■ What is needed ■
The listing below should be reproduced precisely, except for its images.

Segment Open

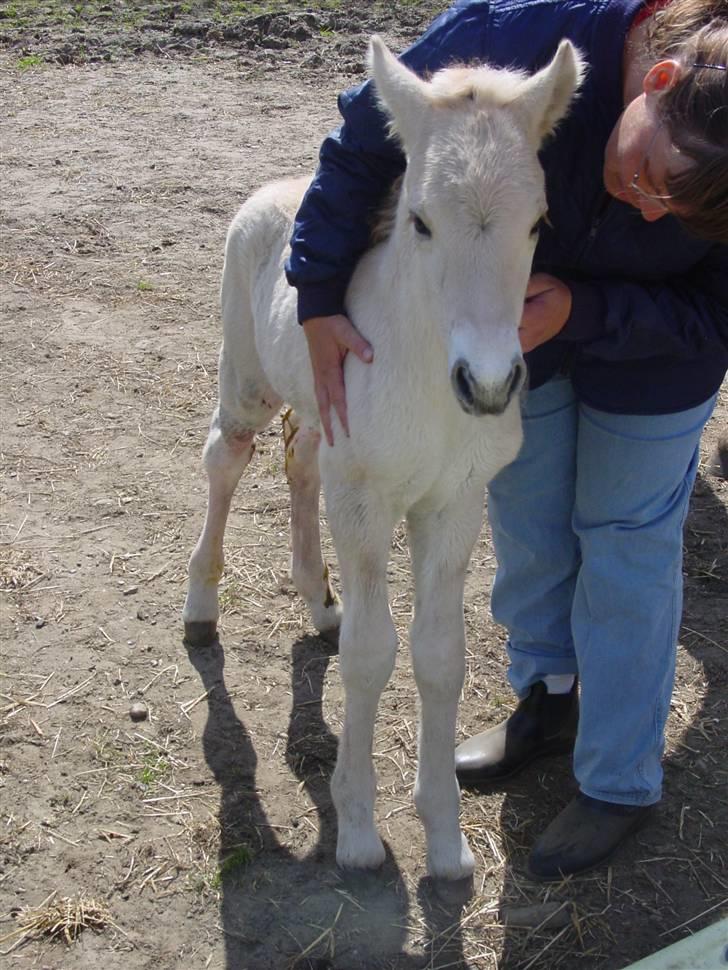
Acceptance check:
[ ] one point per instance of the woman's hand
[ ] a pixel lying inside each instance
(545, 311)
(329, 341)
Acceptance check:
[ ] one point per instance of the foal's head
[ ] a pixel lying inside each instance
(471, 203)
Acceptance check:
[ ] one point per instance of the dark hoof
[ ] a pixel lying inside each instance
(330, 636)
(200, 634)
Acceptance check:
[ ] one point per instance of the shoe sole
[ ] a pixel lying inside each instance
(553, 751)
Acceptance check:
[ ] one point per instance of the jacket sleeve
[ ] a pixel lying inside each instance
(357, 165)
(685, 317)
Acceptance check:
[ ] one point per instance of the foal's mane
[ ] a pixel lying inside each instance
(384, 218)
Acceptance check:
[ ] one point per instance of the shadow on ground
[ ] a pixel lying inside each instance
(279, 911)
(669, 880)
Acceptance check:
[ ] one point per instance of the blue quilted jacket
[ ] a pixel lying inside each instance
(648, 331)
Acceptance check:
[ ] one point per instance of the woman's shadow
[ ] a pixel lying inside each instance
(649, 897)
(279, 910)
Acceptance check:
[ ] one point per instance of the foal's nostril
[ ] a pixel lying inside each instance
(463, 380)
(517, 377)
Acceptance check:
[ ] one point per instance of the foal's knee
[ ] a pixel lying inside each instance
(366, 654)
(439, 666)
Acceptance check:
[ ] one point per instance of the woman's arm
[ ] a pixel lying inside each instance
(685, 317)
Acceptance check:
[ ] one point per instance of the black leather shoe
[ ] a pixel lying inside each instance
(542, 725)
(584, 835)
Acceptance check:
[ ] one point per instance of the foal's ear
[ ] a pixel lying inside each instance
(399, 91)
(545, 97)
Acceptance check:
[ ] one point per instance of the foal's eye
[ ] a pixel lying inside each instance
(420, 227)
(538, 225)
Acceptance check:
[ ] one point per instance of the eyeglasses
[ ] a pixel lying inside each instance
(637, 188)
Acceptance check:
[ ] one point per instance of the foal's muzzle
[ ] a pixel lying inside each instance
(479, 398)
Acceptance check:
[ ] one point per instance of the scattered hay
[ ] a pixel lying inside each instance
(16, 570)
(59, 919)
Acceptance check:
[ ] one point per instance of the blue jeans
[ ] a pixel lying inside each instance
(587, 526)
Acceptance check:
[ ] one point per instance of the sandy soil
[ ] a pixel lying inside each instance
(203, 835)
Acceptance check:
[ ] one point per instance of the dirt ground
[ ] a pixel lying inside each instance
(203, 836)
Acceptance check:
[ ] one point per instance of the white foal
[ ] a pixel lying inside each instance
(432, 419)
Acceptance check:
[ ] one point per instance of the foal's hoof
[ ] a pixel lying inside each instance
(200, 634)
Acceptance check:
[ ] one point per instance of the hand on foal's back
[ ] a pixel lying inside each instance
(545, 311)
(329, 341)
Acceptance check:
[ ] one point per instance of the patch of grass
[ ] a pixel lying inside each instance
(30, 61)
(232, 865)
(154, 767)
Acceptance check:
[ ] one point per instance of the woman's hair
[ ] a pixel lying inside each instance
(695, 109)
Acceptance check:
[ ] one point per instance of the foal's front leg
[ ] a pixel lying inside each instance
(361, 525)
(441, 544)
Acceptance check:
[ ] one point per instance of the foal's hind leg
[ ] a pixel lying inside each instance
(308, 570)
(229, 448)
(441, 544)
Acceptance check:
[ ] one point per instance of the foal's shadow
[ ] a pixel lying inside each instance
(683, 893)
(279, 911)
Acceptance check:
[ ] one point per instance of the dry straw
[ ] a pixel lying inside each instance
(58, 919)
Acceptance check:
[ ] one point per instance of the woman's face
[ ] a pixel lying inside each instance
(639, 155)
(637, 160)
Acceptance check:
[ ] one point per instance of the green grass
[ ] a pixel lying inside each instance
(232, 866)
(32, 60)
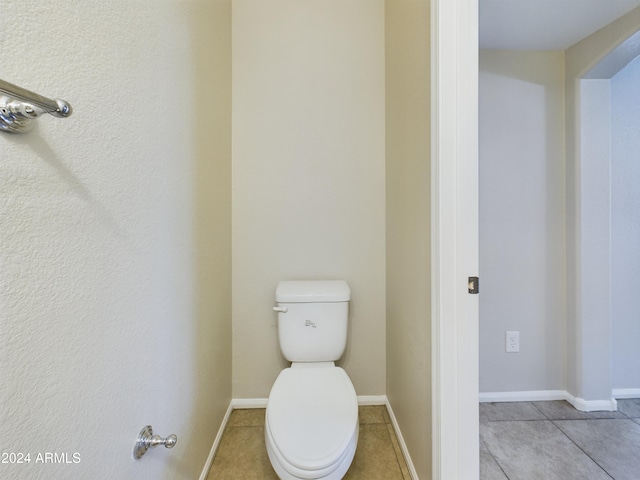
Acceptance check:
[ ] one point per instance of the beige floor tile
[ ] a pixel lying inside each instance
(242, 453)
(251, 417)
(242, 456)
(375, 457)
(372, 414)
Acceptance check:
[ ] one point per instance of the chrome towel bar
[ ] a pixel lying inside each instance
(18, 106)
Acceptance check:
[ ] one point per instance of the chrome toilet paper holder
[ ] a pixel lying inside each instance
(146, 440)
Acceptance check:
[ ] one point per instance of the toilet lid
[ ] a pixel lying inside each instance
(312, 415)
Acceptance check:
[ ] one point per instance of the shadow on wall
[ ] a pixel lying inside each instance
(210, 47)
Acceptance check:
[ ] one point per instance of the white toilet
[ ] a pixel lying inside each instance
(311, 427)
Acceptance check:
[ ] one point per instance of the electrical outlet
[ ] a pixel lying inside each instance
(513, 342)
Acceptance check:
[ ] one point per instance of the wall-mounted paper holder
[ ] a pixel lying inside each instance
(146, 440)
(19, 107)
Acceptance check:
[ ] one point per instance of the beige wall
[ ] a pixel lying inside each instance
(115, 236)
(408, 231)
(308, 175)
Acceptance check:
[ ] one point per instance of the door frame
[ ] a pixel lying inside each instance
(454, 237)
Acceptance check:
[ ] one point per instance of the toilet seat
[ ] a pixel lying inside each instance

Segment Closed

■ Result for this task ■
Acceptance check:
[ ] one point per instance of the woman's hand
[ ] a pixel lying inside each instance
(545, 311)
(329, 341)
Acceptance check:
[ ] one point per instance of the foal's head
[ ] a pixel lying inside each instance
(471, 203)
Acceptance check:
[ ] one point per instance of the dark hoof
[ ] a pixel lying inside each instance
(330, 636)
(200, 634)
Acceptance check:
[ ] one point per instance of the shoe sole
[ ] a pixel lying inside each instance
(553, 751)
Acceptance check:
[ ] one point per instance of the jacket sleeve
[ ] a pixel lying inside each instance
(357, 165)
(685, 317)
Acceptance check:
[ ] one point per instance of the foal's mane
[ ] a pixel lying inside each instance
(384, 218)
Acceptance check:
[ ] one point per instance of the shadow on ground
[ ] a pixel lying inside each instance
(279, 911)
(669, 880)
Acceptance check:
[ ] one point per instance of the blue quilted jacket
[ ] a pixel lying inside each instance
(648, 331)
Acceptance check:
[ ] one point per instance of the woman's shadow
[ ] a pixel lying inside each instance
(649, 897)
(279, 910)
Acceptance check:
[ ] one point per instance of the foal's nostril
[ ] a pixel lying inside each instance
(463, 380)
(517, 377)
Acceptance check:
[ ] one point per instance of the foal's knee
[ ] a pixel lying inside each instance
(366, 654)
(439, 666)
Acceptance check:
[ ] one point per instance of the woman's arm
[ ] a pixel lying inside each instance
(685, 317)
Acceptance check:
[ ] one point per instance of the black leather shoe
[ ] a pixel lying inside each instance
(542, 725)
(584, 835)
Acceptance check:
[ ] one point per instance of the foal's ear
[ ] a pixel lying inside each instance
(399, 91)
(545, 97)
Acceptance check:
[ ] one point per instance of the foal's eye
[ ] a pixel lying inside each instance
(420, 227)
(538, 225)
Acceptance check:
[ ] one point per instance of the eyeglasses
[ ] a pixel lying inside each instance
(637, 188)
Acceptance check:
[ ] one point per instance of the foal's muzzle
[ ] a pixel lying inside each instance
(479, 398)
Acceptance check:
[ ] one point per instance of the scattered hay
[ ] a pixel lying inside each instance
(16, 570)
(59, 919)
Acceptance check:
[ ] one point per instance of the blue jeans
[ ] a pixel lying inside each instance
(587, 526)
Acceptance check:
[ ] one point per instance of the sandy soil
[ ] a pixel lying inside each instance
(203, 835)
Acceptance check:
[ ] one point per instance of the dirt ground
[ ] a pixel lying inside each instance
(203, 836)
Acceptance check:
[ ] one point per instance of the white foal
[ ] a pixel lying inside each instance
(432, 419)
Acceptance check:
[ ] one point per instance of the foal's hoof
[ ] a pixel lying inside each instance
(200, 634)
Acceptance check:
[ ] one point per instance of the hand on foal's back
[ ] a pixel lying inside each instance
(545, 311)
(329, 341)
Acceptance check:
[ ] one point per instance of the patch of grass
[ ] a pixel lying inside each instance
(30, 61)
(232, 865)
(154, 767)
Acceptance check:
[ ] one point per instance of the woman's hair
[ ] a pixel lying inside each instance
(695, 109)
Acceptance check:
[ ] one point per instance of the foal's front leg
[ ] a pixel lying inside each instance
(361, 525)
(441, 544)
Acceptance check:
[ ] one point per instance of the foal's hind leg
[ ] a pixel lying inside each instance
(308, 570)
(229, 448)
(441, 544)
Acceptance check:
[ ] one point per instance of the foal's shadow
[ ] a pixel lying inside each instance
(683, 893)
(279, 911)
Acceptance check:
[ ] one point per instance of the dry straw
[ ] a pixel lying inside each instance
(58, 919)
Acceptance check:
[ ] one point per instance of the woman's face
[ ] a pixel lying inside each instance
(639, 155)
(637, 160)
Acceptance check:
[ ] one point per instance of the green grass
[ ] a pixel lying inside each instance
(232, 866)
(32, 60)
Acceptance check:
[ ] one point per instance of the beige floor tile
[ ] a pixel lying inside each instance
(242, 453)
(251, 417)
(242, 456)
(375, 457)
(372, 414)
Acceptance check:
[ ] one point per instance of the chrome towel bar
[ ] a pixel lying inside each instance
(18, 106)
Acceptance check:
[ ] one point per instance of the chrome toilet paper holder
[ ] a pixel lying inside each instance
(146, 440)
Acceptance check:
[ ] one point per instance of the toilet lid
[ ] a pixel lying inside each instance
(312, 415)
Acceptance check:
[ ] one point per instance of the shadow on wall
[ ] a pixel lying inside each instance
(210, 47)
Acceptance check:
[ ] one point per instance of the white toilet
[ ] a pixel lying inside each instance
(311, 427)
Acceptance check:
[ ] one point per instance of the electrical outlet
[ ] a pixel lying inside each instance
(513, 342)
Acceptance check:
[ ] one point per instance of the wall-mounted paper holder
[ ] a pixel lying inside each instance
(146, 440)
(19, 107)
Acceptance check:
[ ] one point per instance of the beige wall
[ ] a pixel lying inside each instance
(115, 236)
(408, 231)
(308, 175)
Acceptance check:
[ ] one point per instance of the door frame
[ ] a pixel lying inside each instance
(454, 237)
Acceptance check:
[ ] one point per instance of the toilet seat
[ ] a pixel lying inside each instance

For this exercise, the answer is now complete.